**Problem requirements:**
In the answer, every entry must appear exactly as given.

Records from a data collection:
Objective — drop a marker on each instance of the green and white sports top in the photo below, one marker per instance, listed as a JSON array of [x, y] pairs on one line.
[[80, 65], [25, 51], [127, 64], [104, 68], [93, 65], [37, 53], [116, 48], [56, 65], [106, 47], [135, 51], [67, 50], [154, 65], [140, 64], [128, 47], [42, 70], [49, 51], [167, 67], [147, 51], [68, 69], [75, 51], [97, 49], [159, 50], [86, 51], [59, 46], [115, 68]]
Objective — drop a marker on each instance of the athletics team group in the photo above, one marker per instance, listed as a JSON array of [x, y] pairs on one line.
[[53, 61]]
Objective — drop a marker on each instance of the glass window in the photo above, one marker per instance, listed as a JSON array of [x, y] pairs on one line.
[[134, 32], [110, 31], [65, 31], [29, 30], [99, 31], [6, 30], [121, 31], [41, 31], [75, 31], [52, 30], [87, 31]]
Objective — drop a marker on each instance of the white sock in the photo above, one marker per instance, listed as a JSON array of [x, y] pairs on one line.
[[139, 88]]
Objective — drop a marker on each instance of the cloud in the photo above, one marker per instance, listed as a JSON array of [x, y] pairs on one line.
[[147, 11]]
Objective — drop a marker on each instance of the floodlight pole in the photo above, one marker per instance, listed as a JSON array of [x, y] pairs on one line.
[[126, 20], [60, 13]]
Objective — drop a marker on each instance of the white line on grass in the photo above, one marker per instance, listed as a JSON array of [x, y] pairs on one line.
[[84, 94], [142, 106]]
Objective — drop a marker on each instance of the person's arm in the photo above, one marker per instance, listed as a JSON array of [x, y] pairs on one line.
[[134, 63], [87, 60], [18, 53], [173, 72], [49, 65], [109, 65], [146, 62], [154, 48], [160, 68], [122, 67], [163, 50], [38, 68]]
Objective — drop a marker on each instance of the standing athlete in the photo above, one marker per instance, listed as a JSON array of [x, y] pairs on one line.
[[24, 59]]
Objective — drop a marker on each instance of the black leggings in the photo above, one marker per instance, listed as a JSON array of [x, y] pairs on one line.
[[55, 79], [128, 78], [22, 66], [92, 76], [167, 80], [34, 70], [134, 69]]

**Completed task:**
Objective — drop a marker on each instance of the green and white sports top in the photo below, one marker per instance, listed as a JSON array of [x, y] pairs on one line.
[[80, 65], [25, 51], [127, 64], [104, 68], [93, 65], [37, 53], [116, 48], [56, 65], [106, 47], [135, 51], [67, 50], [154, 65], [140, 64], [128, 47], [42, 70], [49, 51], [167, 67], [147, 51], [68, 69], [75, 51], [97, 49], [159, 50], [86, 51], [59, 46], [115, 68]]
Objective — drop a marker on each instance of the athletics team group in the photo above, one marker per instance, listed as a JSON array of [x, y] pairs on one line.
[[53, 61]]
Objective — drop a marker on each instance of the glass window in the photo above, one marker per instance, listed as a JSON array of [x, y] pairs on one line.
[[134, 32], [110, 31], [65, 31], [29, 30], [99, 31], [6, 30], [121, 31], [41, 31], [75, 31], [52, 30], [87, 31]]
Objective — drop a marker on each instance of the white sock in the photo above, one marker per instance, listed as a JSON array of [x, y] pairs on one line.
[[139, 88]]
Objective — drop a marker on each instance of the cloud in the photo above, one marker per instance, listed as a JSON array of [x, y] pairs on one line.
[[147, 11]]
Objective — drop a marker on each instance of the floodlight pole in the photo above, one marker per instance, listed as a JSON array of [x, y] pairs on one line.
[[126, 20], [60, 13]]
Objective — drop a marker on each instance of the white line on grass in the photo above, one marker per instance, listed as a JSON array of [x, y] pairs on one line.
[[84, 94], [142, 106]]
Objective — drop a marker on each instance of the person's arm in the photo above, one marker per instance, listed as a JSON array of [x, y] pairs on one line.
[[134, 63], [87, 60], [18, 53], [173, 72], [49, 65], [109, 65], [146, 62], [154, 48], [160, 68], [122, 67], [163, 50], [38, 68]]
Objective — drop a marker on each instance of the standing athlete in the photo above, one marker per instance, listed as a JSON array of [x, y] pairs on one line.
[[24, 59]]
Objective — drop a marker on each instance of the black leggings in the photo above, one marker per instance, listed as a JSON array of [x, y] pairs on one line.
[[55, 79], [128, 78], [22, 66], [92, 76], [167, 80], [34, 70], [134, 69]]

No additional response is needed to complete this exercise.